* **YOUR INSTRUCTIONS**: Copy out every one of the records below word for word, leaving out the pictures.

* begin *

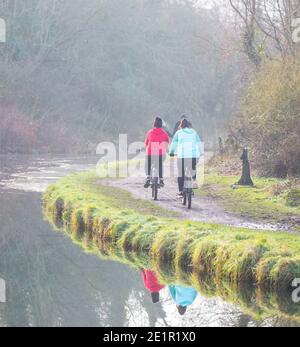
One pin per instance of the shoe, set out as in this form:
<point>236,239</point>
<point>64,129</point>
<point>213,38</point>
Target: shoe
<point>147,183</point>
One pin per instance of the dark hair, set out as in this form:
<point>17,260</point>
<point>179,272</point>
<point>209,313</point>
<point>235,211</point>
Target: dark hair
<point>184,124</point>
<point>158,123</point>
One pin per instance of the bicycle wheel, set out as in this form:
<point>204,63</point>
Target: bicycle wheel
<point>190,197</point>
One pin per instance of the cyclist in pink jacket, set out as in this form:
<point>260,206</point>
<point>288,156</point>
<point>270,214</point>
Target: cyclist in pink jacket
<point>157,142</point>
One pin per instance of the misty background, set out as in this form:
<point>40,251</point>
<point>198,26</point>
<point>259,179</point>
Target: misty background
<point>74,73</point>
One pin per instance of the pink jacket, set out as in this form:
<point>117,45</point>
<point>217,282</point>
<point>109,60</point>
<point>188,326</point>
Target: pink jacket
<point>151,282</point>
<point>157,142</point>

* end *

* **EXERCISE ANSWER**:
One pin per instance of the shoe, set out as in this form:
<point>236,239</point>
<point>64,129</point>
<point>213,38</point>
Target: shoe
<point>147,183</point>
One pin per instance of the dark hair, set out as in this form:
<point>17,260</point>
<point>179,272</point>
<point>209,313</point>
<point>235,211</point>
Target: dark hair
<point>184,124</point>
<point>158,123</point>
One pin per instance of the bicycle wheel, set out as in this form:
<point>204,63</point>
Target: bicycle wheel
<point>190,197</point>
One pin per instance of the cyclist in pink jacket, set out as in this form:
<point>260,206</point>
<point>288,156</point>
<point>270,214</point>
Target: cyclist in pink jacket
<point>157,142</point>
One pin per instance of the misty background, set out as in this form:
<point>40,251</point>
<point>198,26</point>
<point>259,179</point>
Target: misty background
<point>74,73</point>
One pin per instance of the pink jacket, set out as in this form:
<point>117,45</point>
<point>217,282</point>
<point>109,60</point>
<point>188,326</point>
Target: pink jacket
<point>151,282</point>
<point>157,142</point>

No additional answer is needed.